* [What the task requires]
Every line of the entries below that includes "reflective" belongs in the answer, copied as written.

* [Data for processing]
------------------------------------------------

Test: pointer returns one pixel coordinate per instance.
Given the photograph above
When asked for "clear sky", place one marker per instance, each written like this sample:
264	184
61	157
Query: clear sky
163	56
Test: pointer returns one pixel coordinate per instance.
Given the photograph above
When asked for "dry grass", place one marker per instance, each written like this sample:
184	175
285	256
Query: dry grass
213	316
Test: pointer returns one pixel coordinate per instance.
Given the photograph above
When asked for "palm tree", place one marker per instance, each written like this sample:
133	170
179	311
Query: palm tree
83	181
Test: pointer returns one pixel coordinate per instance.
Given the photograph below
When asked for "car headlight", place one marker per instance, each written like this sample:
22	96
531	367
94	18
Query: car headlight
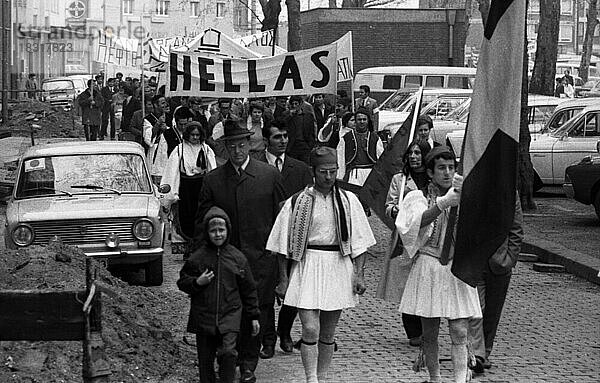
143	229
22	235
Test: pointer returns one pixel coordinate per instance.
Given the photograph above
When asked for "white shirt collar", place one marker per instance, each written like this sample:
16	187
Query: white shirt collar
271	158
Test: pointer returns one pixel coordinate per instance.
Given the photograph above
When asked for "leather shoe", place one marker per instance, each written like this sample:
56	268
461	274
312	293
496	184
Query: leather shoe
286	343
267	352
415	342
247	377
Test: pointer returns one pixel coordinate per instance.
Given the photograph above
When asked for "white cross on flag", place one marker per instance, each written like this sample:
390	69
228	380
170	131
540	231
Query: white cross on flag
490	153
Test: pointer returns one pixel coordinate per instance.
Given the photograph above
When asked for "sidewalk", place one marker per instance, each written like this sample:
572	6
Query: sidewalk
549	333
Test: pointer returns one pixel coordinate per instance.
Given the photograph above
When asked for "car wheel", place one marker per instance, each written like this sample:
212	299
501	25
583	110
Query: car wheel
537	182
597	204
154	272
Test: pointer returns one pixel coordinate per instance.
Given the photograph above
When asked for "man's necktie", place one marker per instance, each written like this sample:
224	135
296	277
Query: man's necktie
201	160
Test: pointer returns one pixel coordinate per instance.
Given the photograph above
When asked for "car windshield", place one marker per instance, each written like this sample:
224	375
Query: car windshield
564	128
395	100
58	85
459	111
100	173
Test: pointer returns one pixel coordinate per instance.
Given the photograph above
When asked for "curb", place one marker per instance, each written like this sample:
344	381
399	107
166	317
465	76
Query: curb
580	264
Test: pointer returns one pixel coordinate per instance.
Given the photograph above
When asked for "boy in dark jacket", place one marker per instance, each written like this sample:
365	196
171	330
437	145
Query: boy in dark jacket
220	283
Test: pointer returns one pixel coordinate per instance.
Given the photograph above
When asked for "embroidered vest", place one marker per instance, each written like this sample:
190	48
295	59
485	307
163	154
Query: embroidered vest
351	146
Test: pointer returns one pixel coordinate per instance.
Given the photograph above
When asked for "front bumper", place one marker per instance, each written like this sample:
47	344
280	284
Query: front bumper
568	189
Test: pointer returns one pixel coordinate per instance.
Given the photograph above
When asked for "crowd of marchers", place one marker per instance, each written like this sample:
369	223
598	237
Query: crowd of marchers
258	189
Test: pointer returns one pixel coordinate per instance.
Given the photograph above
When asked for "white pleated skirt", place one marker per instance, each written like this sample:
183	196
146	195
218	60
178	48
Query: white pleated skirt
322	280
432	291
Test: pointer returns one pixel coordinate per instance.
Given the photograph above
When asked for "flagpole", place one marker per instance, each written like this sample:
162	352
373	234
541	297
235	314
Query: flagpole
411	134
143	95
274	40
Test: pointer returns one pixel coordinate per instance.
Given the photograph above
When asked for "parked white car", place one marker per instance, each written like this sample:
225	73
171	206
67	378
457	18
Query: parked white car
436	103
94	195
541	109
560	144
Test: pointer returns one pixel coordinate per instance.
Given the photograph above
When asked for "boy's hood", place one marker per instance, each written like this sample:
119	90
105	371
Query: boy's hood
215	212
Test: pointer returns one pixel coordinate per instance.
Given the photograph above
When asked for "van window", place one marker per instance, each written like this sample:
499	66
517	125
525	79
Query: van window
412	81
392	82
57	85
434	81
458	82
538	116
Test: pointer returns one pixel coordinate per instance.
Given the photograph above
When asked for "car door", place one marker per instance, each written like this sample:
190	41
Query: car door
578	142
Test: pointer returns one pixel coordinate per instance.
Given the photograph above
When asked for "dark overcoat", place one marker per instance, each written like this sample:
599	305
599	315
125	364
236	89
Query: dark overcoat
294	173
251	200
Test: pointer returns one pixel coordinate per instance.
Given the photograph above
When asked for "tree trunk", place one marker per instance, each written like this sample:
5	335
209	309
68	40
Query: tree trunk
525	167
271	10
484	9
544	69
588	41
294	33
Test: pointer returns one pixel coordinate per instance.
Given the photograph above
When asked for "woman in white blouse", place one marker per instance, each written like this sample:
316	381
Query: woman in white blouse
184	172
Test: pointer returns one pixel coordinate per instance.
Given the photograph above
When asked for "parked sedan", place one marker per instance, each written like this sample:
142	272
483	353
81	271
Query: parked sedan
560	144
94	195
582	181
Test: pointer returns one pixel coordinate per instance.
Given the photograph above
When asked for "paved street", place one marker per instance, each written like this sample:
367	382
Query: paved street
550	332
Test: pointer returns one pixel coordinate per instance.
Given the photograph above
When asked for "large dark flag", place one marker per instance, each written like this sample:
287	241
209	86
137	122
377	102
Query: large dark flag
374	191
491	144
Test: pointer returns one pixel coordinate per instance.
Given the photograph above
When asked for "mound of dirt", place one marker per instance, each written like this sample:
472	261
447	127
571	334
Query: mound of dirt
137	324
53	121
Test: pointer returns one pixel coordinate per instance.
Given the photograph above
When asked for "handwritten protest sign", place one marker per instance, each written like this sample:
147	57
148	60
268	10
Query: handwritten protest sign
112	49
300	72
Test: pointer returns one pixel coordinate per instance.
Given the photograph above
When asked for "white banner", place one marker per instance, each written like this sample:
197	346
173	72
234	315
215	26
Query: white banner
301	72
111	49
261	43
345	66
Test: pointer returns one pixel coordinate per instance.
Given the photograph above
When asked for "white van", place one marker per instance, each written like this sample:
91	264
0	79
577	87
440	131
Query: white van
383	81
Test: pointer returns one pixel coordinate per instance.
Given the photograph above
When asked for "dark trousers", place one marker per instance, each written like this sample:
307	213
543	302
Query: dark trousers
223	347
265	273
492	292
287	315
105	121
268	334
412	325
91	132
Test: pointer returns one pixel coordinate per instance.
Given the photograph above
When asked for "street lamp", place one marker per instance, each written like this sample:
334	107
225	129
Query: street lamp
451	19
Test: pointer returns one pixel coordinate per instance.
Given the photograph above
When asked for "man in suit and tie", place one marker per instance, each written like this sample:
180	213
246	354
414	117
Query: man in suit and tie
130	105
322	109
364	99
250	192
296	175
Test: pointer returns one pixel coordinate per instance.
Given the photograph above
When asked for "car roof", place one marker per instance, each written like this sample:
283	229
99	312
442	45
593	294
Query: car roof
84	147
577	103
418	70
436	91
57	79
538	99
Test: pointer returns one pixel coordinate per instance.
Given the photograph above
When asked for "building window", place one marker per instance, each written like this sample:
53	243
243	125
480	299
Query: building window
220	9
128	7
565	33
194	8
566	7
534	6
162	7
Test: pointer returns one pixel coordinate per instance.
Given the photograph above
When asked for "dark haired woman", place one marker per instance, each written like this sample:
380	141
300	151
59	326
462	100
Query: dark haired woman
359	150
184	172
396	268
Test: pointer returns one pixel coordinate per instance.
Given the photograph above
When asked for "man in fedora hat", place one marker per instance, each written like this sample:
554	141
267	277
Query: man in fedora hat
250	192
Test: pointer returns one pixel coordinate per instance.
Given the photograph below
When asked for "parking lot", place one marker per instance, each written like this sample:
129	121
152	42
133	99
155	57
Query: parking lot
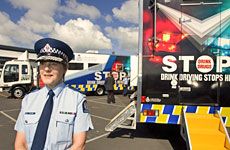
146	136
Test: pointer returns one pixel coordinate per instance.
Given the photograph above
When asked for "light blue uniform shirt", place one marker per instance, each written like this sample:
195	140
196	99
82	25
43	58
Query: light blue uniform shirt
70	115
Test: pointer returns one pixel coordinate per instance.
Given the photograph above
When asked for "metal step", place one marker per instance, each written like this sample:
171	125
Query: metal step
124	119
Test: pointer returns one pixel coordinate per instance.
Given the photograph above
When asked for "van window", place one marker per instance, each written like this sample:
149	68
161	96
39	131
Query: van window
75	66
24	69
11	73
91	64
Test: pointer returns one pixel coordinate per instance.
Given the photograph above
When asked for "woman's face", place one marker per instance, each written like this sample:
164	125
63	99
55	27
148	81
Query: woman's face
52	73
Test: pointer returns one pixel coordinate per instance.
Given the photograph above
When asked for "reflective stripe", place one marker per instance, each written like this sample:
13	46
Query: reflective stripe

------------------------------------------------

* [The answer]
When asked for "reflective stripe", place one marker per instance, each written like this sample:
Query: reflective stripe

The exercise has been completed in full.